(EXCERPTED RECORDS)

↓↓↓

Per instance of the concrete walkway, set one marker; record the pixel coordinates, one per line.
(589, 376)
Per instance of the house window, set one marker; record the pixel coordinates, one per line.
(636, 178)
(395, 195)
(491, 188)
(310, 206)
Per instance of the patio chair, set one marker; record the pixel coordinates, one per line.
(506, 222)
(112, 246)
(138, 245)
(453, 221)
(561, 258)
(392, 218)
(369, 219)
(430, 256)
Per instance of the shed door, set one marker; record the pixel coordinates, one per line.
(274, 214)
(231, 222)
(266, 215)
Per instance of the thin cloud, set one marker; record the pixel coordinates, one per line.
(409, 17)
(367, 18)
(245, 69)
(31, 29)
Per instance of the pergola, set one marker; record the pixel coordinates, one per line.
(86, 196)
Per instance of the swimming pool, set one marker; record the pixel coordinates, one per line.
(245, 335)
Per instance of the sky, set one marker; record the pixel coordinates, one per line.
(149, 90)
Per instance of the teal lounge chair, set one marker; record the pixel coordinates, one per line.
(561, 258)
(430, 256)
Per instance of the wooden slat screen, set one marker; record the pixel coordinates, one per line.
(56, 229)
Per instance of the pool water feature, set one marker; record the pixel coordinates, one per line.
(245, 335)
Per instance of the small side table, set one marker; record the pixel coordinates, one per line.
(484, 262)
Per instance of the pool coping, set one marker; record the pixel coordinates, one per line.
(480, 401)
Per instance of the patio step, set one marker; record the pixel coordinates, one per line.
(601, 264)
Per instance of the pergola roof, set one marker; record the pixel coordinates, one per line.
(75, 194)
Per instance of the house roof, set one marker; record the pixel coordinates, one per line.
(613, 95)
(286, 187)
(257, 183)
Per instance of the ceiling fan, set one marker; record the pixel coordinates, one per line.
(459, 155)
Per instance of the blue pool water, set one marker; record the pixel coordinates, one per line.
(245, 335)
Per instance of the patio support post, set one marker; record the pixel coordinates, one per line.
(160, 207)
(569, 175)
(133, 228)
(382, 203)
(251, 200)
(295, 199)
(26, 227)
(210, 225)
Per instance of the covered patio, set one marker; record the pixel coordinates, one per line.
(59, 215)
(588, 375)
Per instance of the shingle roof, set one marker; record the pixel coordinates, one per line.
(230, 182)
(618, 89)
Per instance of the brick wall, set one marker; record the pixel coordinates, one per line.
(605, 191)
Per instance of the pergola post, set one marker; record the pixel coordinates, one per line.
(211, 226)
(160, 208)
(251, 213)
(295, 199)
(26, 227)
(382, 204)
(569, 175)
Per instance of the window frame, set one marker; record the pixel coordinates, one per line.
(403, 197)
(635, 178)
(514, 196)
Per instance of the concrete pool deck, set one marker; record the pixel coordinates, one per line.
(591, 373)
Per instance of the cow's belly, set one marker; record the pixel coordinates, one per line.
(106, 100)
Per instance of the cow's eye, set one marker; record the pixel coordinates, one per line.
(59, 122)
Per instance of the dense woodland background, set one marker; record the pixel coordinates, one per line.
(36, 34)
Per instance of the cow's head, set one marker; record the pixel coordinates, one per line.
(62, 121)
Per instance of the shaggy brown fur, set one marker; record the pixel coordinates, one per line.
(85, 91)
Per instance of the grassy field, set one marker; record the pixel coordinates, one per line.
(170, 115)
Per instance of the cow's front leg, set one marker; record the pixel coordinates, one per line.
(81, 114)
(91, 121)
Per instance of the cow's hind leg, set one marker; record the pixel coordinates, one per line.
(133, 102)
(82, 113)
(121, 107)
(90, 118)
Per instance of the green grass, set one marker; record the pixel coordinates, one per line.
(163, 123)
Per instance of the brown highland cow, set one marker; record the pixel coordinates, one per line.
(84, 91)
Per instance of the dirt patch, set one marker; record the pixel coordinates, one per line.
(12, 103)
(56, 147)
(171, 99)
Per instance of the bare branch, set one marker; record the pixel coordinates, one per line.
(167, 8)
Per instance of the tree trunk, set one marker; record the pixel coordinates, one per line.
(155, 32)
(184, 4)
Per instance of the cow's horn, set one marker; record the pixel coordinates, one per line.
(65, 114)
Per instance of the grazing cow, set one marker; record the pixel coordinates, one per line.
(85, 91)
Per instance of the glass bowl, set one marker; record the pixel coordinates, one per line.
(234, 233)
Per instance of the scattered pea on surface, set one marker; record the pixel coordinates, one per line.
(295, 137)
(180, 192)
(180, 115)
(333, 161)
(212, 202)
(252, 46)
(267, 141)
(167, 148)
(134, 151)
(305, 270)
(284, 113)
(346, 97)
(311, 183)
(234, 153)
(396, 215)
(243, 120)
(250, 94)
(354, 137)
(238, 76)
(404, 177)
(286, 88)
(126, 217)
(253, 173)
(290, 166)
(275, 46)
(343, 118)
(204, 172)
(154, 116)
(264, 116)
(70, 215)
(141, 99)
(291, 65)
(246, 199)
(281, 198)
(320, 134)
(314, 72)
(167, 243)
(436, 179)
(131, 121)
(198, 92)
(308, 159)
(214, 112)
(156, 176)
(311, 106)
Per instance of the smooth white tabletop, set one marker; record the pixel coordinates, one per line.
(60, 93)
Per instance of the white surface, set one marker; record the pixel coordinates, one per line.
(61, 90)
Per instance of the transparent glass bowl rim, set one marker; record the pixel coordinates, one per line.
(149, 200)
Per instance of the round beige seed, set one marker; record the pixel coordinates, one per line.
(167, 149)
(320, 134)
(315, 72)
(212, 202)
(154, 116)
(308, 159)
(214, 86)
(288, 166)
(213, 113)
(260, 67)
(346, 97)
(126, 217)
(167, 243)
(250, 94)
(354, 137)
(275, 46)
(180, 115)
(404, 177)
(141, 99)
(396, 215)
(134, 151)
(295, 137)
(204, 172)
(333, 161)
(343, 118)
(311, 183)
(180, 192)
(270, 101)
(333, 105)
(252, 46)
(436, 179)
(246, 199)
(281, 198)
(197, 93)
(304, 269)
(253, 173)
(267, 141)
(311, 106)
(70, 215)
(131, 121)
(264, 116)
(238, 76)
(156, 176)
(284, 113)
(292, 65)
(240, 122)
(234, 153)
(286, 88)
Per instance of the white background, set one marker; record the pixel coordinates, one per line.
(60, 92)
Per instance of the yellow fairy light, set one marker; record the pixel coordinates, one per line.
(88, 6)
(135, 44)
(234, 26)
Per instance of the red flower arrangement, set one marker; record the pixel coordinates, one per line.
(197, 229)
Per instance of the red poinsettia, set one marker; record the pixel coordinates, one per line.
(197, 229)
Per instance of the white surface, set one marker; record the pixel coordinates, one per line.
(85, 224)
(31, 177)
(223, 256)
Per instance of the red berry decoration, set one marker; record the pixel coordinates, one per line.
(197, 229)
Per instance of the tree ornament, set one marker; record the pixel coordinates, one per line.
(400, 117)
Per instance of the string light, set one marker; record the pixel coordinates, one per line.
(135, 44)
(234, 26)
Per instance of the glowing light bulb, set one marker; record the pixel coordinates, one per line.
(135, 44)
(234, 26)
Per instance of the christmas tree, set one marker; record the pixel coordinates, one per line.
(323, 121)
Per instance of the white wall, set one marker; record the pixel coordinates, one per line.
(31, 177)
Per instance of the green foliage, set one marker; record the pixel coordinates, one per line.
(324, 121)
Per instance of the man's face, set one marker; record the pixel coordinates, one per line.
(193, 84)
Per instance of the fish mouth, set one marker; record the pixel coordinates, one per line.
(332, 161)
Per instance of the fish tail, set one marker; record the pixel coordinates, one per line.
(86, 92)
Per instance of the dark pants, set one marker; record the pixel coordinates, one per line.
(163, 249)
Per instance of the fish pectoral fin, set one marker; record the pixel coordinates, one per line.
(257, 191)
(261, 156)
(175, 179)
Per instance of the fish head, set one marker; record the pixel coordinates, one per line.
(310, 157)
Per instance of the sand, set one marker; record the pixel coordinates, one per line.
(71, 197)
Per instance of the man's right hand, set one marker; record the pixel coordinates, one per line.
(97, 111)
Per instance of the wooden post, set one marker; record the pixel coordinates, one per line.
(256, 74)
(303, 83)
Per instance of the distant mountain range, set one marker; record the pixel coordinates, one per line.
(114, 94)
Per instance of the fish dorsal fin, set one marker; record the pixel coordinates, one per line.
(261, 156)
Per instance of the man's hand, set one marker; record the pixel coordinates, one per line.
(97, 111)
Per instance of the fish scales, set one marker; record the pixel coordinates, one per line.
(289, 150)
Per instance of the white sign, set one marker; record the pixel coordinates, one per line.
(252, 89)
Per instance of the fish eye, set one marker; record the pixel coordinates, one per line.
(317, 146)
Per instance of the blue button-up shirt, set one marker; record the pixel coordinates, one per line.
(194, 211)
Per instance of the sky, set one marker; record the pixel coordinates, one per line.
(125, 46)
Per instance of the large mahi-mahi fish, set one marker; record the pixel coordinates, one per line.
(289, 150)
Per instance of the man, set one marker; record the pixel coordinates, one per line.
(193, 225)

↑↑↑

(PROBLEM STATEMENT)
Which lines run from the one containing "Per instance of the wooden post, set" to the end of the entries above? Quote exactly those, and only those.

(ANSWER BELOW)
Per instance of the wooden post, set one marker; record the pixel coordinates, one per line.
(256, 74)
(303, 83)
Per instance of the distant mountain range, set one marker; record the pixel coordinates, one per line.
(114, 94)
Per instance of the fish dorsal fin, set one marker; record the pixel coordinates, one per line.
(261, 156)
Per instance of the man's hand, set one marker; record the pixel coordinates, one per line.
(97, 111)
Per instance of the fish scales, set one marker; record the pixel coordinates, one per line.
(289, 150)
Per instance of the white sign, set one marker; record the pixel coordinates, one per line.
(252, 89)
Per instance of the fish eye, set one marker; record the pixel coordinates, one per line.
(317, 146)
Per instance of the blue button-up shirt, set one marker; record the pixel coordinates, one per line.
(194, 211)
Per instance of the sky, set one marker; record the pixel coordinates, one per line.
(125, 46)
Per instance of the large mahi-mahi fish, set one marker; record the pixel coordinates, one per line.
(289, 150)
Per instance of the man, set one marker; record the pixel coordinates, one per line.
(193, 225)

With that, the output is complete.